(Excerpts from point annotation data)
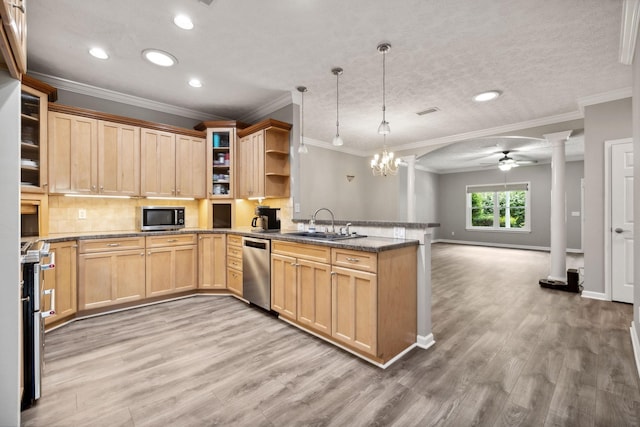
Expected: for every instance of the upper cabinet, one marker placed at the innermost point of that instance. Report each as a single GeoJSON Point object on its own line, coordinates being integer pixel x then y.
{"type": "Point", "coordinates": [221, 163]}
{"type": "Point", "coordinates": [13, 36]}
{"type": "Point", "coordinates": [263, 153]}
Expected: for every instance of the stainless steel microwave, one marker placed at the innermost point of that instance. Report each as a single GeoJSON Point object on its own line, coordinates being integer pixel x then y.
{"type": "Point", "coordinates": [153, 218]}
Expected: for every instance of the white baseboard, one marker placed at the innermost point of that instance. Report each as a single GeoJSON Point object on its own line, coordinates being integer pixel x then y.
{"type": "Point", "coordinates": [504, 245]}
{"type": "Point", "coordinates": [595, 295]}
{"type": "Point", "coordinates": [635, 344]}
{"type": "Point", "coordinates": [425, 342]}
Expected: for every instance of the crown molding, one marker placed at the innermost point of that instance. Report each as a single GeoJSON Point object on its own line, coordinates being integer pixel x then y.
{"type": "Point", "coordinates": [260, 112]}
{"type": "Point", "coordinates": [629, 30]}
{"type": "Point", "coordinates": [600, 98]}
{"type": "Point", "coordinates": [543, 121]}
{"type": "Point", "coordinates": [89, 90]}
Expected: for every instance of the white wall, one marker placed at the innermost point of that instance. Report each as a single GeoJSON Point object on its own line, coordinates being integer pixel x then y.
{"type": "Point", "coordinates": [452, 204]}
{"type": "Point", "coordinates": [602, 122]}
{"type": "Point", "coordinates": [9, 249]}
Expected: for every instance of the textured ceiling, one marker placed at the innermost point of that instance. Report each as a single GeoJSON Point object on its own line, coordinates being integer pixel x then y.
{"type": "Point", "coordinates": [543, 54]}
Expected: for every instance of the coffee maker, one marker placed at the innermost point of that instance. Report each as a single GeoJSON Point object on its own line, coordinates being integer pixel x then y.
{"type": "Point", "coordinates": [266, 219]}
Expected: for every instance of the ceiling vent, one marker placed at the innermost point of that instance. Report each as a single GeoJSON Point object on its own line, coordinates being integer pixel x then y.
{"type": "Point", "coordinates": [428, 111]}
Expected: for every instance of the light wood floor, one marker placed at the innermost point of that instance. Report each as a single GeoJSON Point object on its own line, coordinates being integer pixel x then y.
{"type": "Point", "coordinates": [507, 353]}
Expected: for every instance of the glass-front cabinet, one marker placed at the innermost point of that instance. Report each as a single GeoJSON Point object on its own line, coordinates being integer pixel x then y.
{"type": "Point", "coordinates": [33, 135]}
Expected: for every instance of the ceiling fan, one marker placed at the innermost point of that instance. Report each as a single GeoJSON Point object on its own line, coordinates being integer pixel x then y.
{"type": "Point", "coordinates": [505, 163]}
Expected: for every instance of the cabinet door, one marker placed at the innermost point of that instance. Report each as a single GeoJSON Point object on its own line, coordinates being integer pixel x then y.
{"type": "Point", "coordinates": [186, 268]}
{"type": "Point", "coordinates": [211, 261]}
{"type": "Point", "coordinates": [284, 285]}
{"type": "Point", "coordinates": [160, 268]}
{"type": "Point", "coordinates": [63, 280]}
{"type": "Point", "coordinates": [73, 154]}
{"type": "Point", "coordinates": [314, 295]}
{"type": "Point", "coordinates": [157, 163]}
{"type": "Point", "coordinates": [118, 159]}
{"type": "Point", "coordinates": [191, 165]}
{"type": "Point", "coordinates": [354, 308]}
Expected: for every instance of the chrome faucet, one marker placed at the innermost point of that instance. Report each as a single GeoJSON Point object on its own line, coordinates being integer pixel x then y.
{"type": "Point", "coordinates": [313, 218]}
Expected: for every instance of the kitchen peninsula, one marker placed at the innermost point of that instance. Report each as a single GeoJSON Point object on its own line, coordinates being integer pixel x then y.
{"type": "Point", "coordinates": [358, 294]}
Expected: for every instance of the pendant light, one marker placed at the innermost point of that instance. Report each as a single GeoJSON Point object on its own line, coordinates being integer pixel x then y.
{"type": "Point", "coordinates": [337, 140]}
{"type": "Point", "coordinates": [302, 149]}
{"type": "Point", "coordinates": [384, 128]}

- Short task: Render the items above as a two-column CSV with the columns "query" and "result", giving one row per item: its text in one quoted field and its answer in the other, with any line breaks turned into spaces. Include every item, and leave the pictures out.

- Full response:
query,result
"Expected: for every instance of the upper cabinet, one marker placed at the innermost point of that instance. Report each as a single GeoJSON Point object on its own line, coordinates being integer pixel x then y.","{""type"": ""Point"", ""coordinates"": [221, 163]} {""type"": ""Point"", ""coordinates"": [13, 36]} {""type"": ""Point"", ""coordinates"": [263, 153]}"
"Expected: for every instance of the stainless steel microwave, one marker placed at the innermost point of that instance. Report each as a single GeoJSON Point object on its own line, coordinates being integer pixel x then y.","{""type"": ""Point"", ""coordinates"": [153, 218]}"
"Expected: for every instance of the white baseboard, one marker placed at the innermost point of that instance. Report each as a single GeoJSON Point object on its own line, coordinates being integer pixel x then y.","{""type"": ""Point"", ""coordinates"": [504, 245]} {""type"": ""Point"", ""coordinates"": [595, 295]} {""type"": ""Point"", ""coordinates"": [635, 344]} {""type"": ""Point"", ""coordinates"": [425, 342]}"
"Expected: for every instance of the crown molding, one marker placed at the innermost point of that instance. Report each as a single GeoJSON Point object on its own line, coordinates being integer pixel x then y.","{""type"": ""Point"", ""coordinates"": [260, 112]} {""type"": ""Point"", ""coordinates"": [629, 30]} {""type"": ""Point"", ""coordinates"": [600, 98]} {""type"": ""Point"", ""coordinates"": [543, 121]} {""type"": ""Point"", ""coordinates"": [89, 90]}"
"Expected: for every instance of the white wall, one marker placed at the innermost point of that instance. Report each as a single GeoJSON Point object on its own line, coordinates being integer pixel x then y.","{""type"": ""Point"", ""coordinates"": [452, 204]} {""type"": ""Point"", ""coordinates"": [602, 122]} {""type"": ""Point"", ""coordinates"": [9, 249]}"
"Expected: for every instance of the textured ceiling, one marker placed at the innermost point of that instance. Report each as a single GeoJSON Point object on its own line, coordinates being integer pixel x then y.","{""type"": ""Point"", ""coordinates"": [543, 54]}"
"Expected: for every instance of the coffee maker, one marker placed at the innermost point of that instance. Report each as a single GeoJSON Point object on its own line, coordinates being integer pixel x then y.","{""type"": ""Point"", ""coordinates"": [266, 219]}"
"Expected: for every instance of the ceiling vent, one marker placed at the innermost point of that instance. Report each as a single GeoJSON Point object on its own line, coordinates being integer pixel x then y.","{""type"": ""Point"", ""coordinates"": [428, 111]}"
"Expected: for every instance of the light wood floor, one marker placed at the innermost point of that instance. Report each as a single GeoJSON Point object on its own line, coordinates being integer pixel x then y.","{""type"": ""Point"", ""coordinates"": [507, 353]}"
"Expected: for every instance of the glass-front cabinet, one marker placed at the innermost point of that instance. Report each as a single GeoJSON Point object on its own line, coordinates being integer pixel x then y.","{""type"": ""Point"", ""coordinates"": [33, 135]}"
"Expected: for every instance of the ceiling fan, one marker placed at the innermost point of that instance. Report each as a single GeoJSON Point object on its own line, coordinates being integer pixel x then y.","{""type"": ""Point"", ""coordinates"": [505, 163]}"
"Expected: for every instance of the cabinet door, one marker placed at the innermost point of that instance. Report each as a single GeoJSON Point object on its own line, coordinates being integer pixel x then y.","{""type"": ""Point"", ""coordinates"": [186, 268]} {""type"": ""Point"", ""coordinates"": [211, 261]} {""type"": ""Point"", ""coordinates"": [284, 285]} {""type"": ""Point"", ""coordinates"": [160, 268]} {""type"": ""Point"", ""coordinates"": [63, 280]} {""type"": ""Point"", ""coordinates"": [73, 154]} {""type"": ""Point"", ""coordinates"": [314, 295]} {""type"": ""Point"", ""coordinates"": [157, 163]} {""type"": ""Point"", ""coordinates"": [118, 159]} {""type"": ""Point"", ""coordinates"": [191, 165]} {""type"": ""Point"", ""coordinates"": [354, 308]}"
"Expected: for every instance of the chrome faucet, one marker placed at the innermost point of that instance. Report each as a single GeoJSON Point object on its own line, coordinates being integer pixel x then y.","{""type"": ""Point"", ""coordinates"": [313, 218]}"
"Expected: for every instance of the kitchen peninsula, one marker placed at the innermost point of that instance. Report each as a single GeoJSON Point object on its own line, coordinates being integer pixel x then y.","{""type"": ""Point"", ""coordinates"": [358, 294]}"
"Expected: for every instance of the pendant light, one marker placed at the innermost point of that instance. Report each as a single GeoJSON Point object on its own line, coordinates being integer pixel x then y.","{""type"": ""Point"", ""coordinates"": [337, 140]} {""type"": ""Point"", ""coordinates"": [302, 149]} {""type"": ""Point"", ""coordinates"": [384, 128]}"